▸ **Extracto proporcionado**:
══════

30 de noviembre de 2009

Nada es lo que parece

En menos de una semana, dos sucesos han vuelto a recordarnos a los periodistas la delgadez de la cuerda floja en la que nos balanceamos. Han vuelto a poner sobre la mesa la necesidad, radical, del contraste de las fuentes; la urgencia de recuperar el escepticismo y la prudencia como dos divisas insobornables del oficio.

Las noticias son cuadros que el periodista descuelga del muro de la vida para construir categorías, levantar relatos que sean asequibles para muchos y que contribuyan a amasar la conciencia colectiva. Son, en la mayoría de los casos, y aunque joda recordarlo, un formidable pilar conservador de las pautas sociales. En contra de lo que nos contaron en la universidad, las noticias no disparan revoluciones; más bien todo lo contrario: alimentan lo establecido. Por eso juegan (jugamos, entre todos: periodistas, público) a dibujar una fábula en la que siempre ha de haber, necesariamente, héroes y villanos.

══════

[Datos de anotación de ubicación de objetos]
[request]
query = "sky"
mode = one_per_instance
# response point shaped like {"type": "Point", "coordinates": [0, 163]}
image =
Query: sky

══════

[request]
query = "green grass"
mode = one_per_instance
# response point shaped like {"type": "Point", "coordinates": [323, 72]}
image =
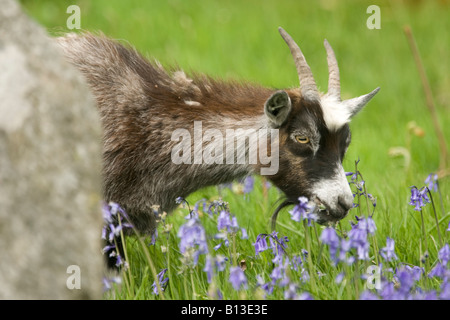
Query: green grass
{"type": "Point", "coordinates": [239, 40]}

══════

▸ **Tareas a realizar**:
1. Según el extracto, ¿qué dos divisas insobornables del oficio urge recuperar?
2. Copia el extracto desde "Las noticias son" hasta "héroes y villanos." y sustituye "fábula" por "leyenda".

▸ **Respuestas**:
1. El escepticismo y la prudencia.

2.
Las noticias son cuadros que el periodista descuelga del muro de la vida para construir categorías, levantar relatos que sean asequibles para muchos y que contribuyan a amasar la conciencia colectiva. Son, en la mayoría de los casos, y aunque joda recordarlo, un formidable pilar conservador de las pautas sociales. En contra de lo que nos contaron en la universidad, las noticias no disparan revoluciones; más bien todo lo contrario: alimentan lo establecido. Por eso juegan (jugamos, entre todos: periodistas, público) a dibujar una leyenda en la que siempre ha de haber, necesariamente, héroes y villanos.